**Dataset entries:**

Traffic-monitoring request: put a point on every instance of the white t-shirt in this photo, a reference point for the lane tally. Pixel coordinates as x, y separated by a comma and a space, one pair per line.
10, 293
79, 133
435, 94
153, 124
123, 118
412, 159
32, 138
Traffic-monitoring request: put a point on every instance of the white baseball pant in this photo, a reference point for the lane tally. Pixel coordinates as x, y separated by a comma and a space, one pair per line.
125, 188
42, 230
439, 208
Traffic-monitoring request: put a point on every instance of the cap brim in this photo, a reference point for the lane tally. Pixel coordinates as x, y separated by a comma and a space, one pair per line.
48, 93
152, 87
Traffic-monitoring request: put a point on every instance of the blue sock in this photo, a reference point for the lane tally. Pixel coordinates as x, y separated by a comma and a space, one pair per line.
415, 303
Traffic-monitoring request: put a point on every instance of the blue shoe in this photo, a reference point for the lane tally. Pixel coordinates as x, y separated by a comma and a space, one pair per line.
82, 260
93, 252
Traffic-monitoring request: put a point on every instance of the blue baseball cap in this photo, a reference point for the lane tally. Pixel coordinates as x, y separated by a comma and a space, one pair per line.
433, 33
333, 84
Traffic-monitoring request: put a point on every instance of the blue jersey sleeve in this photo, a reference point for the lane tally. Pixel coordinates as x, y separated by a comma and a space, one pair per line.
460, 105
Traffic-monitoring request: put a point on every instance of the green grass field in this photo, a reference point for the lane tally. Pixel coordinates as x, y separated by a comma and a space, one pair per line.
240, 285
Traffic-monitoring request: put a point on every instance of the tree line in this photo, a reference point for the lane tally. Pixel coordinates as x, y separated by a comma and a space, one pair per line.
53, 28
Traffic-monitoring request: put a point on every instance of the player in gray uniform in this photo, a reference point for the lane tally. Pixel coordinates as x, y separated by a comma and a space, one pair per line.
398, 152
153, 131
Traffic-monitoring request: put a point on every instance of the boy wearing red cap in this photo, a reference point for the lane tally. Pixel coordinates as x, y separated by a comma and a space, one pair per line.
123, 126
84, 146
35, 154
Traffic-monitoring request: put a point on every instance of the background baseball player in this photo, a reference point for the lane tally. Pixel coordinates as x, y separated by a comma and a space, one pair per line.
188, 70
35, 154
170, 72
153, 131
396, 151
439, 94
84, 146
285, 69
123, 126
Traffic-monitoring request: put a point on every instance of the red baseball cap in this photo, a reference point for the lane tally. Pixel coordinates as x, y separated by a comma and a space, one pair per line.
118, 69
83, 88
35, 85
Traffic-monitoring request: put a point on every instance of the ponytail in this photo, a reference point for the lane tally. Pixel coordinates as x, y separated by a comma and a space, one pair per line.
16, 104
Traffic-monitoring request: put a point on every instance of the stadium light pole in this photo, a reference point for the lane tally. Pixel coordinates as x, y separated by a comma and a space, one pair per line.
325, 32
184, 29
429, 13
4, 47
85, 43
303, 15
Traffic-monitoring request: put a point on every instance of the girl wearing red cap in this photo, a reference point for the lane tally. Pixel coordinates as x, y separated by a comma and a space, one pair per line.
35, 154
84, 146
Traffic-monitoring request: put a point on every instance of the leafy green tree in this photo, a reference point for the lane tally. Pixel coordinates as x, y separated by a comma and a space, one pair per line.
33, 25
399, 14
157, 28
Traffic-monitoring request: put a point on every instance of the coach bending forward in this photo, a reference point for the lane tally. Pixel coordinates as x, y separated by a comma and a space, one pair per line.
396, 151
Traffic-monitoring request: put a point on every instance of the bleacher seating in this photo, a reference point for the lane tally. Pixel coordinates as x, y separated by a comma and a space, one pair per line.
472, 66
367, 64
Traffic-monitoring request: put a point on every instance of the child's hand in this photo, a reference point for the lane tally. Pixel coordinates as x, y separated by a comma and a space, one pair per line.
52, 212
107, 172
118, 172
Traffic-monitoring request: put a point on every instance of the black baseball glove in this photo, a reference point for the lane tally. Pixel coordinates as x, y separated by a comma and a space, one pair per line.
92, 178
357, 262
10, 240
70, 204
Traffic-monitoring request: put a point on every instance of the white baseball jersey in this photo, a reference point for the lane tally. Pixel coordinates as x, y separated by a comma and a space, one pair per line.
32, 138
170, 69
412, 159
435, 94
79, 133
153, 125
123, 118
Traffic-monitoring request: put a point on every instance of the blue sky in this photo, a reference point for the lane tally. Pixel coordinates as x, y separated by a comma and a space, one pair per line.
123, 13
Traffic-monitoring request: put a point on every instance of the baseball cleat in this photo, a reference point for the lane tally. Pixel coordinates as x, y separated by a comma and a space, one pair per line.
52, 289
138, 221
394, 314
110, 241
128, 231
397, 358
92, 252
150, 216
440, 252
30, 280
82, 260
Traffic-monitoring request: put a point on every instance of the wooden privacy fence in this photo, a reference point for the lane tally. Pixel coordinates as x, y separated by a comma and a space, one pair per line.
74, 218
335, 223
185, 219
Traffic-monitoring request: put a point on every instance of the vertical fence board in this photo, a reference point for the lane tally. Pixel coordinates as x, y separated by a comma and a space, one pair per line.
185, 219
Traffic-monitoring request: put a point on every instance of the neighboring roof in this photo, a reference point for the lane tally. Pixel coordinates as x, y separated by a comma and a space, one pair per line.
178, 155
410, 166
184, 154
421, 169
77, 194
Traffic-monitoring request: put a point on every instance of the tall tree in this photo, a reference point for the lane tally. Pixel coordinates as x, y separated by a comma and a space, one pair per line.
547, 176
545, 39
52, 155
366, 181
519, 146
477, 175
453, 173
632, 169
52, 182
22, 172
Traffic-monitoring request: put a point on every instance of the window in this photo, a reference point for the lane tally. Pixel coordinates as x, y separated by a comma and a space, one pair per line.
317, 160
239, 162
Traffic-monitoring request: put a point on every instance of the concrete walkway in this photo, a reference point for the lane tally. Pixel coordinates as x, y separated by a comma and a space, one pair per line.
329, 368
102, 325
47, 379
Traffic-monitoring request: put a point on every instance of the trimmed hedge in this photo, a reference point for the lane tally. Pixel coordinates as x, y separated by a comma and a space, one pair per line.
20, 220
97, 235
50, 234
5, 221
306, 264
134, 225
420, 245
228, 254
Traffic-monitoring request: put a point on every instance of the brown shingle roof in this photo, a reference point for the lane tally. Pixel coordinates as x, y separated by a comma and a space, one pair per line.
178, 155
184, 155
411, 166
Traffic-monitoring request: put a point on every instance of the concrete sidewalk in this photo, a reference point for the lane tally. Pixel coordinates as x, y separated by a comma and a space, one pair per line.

---

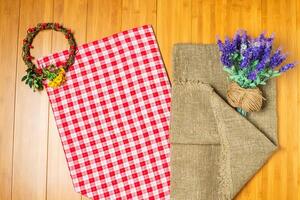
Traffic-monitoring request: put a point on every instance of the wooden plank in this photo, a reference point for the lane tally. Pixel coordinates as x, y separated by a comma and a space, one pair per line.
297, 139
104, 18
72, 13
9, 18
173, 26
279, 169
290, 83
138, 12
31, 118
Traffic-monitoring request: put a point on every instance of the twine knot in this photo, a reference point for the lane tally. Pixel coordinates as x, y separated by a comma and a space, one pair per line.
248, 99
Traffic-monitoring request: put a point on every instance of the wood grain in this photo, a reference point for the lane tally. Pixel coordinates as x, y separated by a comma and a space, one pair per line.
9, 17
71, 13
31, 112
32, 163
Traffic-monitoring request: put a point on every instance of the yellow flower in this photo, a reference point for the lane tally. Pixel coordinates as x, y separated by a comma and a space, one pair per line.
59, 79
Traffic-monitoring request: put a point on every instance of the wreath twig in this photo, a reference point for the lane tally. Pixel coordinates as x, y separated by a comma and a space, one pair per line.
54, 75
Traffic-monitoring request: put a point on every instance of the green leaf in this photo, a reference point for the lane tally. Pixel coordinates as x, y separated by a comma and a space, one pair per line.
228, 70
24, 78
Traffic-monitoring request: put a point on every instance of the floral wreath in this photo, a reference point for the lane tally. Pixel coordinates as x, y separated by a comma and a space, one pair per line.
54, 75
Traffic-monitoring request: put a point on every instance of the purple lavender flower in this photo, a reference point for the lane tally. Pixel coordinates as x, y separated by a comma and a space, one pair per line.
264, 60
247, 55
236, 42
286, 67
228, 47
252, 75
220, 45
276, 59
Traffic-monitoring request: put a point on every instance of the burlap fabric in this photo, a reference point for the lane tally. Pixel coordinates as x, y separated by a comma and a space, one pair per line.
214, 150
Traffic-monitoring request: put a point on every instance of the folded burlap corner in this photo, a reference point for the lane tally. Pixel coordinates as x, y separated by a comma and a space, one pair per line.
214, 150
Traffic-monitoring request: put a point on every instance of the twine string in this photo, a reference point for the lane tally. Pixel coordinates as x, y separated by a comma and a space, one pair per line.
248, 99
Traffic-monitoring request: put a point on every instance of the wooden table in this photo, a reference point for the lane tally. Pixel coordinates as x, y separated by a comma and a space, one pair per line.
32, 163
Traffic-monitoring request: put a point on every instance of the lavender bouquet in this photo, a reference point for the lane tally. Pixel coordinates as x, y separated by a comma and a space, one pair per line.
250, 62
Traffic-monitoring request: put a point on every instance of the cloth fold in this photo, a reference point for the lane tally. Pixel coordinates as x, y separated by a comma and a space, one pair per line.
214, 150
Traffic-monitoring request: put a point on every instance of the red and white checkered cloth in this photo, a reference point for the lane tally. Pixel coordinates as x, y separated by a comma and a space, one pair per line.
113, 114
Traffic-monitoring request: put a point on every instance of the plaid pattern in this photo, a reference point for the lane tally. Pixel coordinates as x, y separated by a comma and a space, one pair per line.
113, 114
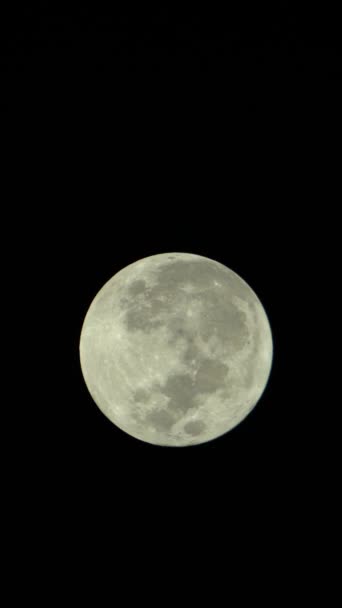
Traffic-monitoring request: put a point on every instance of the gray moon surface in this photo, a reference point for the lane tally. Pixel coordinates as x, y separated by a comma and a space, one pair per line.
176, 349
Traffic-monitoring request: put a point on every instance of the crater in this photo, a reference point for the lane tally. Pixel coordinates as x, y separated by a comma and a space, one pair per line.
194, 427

**Assignment:** Transcribe the lines above between the line holding "of the vertical" and the line holding "the concrete sidewalk", inclusive, exactly as they stand and with nothing added.

**Output for this exercise:**
Traffic-monitoring request: put a point on every instance of the vertical fence board in this photo, a reference point for the lane tally. Pixel coordinates as x, y separated by a comma and a space, one pair per line.
185, 219
Traffic-monitoring request: put a point on every instance of the neighboring roof in this photo, a reference point for the lane tally. Pixel coordinates as x, y separated by a comma and a space, one pair per line.
178, 155
410, 166
184, 154
421, 169
77, 194
Traffic-monitoring request: put a point on every instance of the tall tree in this photo, a reference point for the lane tally. Pixel coordinates as x, y separated by a comma and a space, one pair per line.
547, 176
545, 39
52, 155
366, 181
519, 146
477, 175
453, 173
632, 169
52, 182
22, 172
Traffic-monitoring request: put a point on every instance of the window in this photo, a reference point for the lane tally. Pixel coordinates as x, y separated by a comma and a space, one pair per line.
317, 160
239, 162
Traffic-monitoring request: put a point on every instance of the concrete walkway in this photo, a reference point for the lane tally. Pixel coordinates as x, y separated by a comma and a space, one pair per line.
329, 368
102, 325
47, 379
Traffic-monitoring request: put a point on every instance of the trimmed hedge in this photo, a reference point for the lane tally. Pixel coordinates as x, y separated by a comma and a space, one pair per line.
20, 220
97, 235
50, 234
5, 221
306, 264
134, 225
420, 245
228, 254
Traffic-monitoring request: put a point on every instance of the brown shingle roof in this photo, a reference point for the lane tally. Pixel coordinates as x, y separated by a comma and a space, one pair per line.
178, 155
184, 155
411, 166
Traffic-monitoring request: put a point on every instance of the concrete sidewalk in this photo, a reference point for the lane tally. Pixel coordinates as x, y separated by a comma and a space, one pair per line.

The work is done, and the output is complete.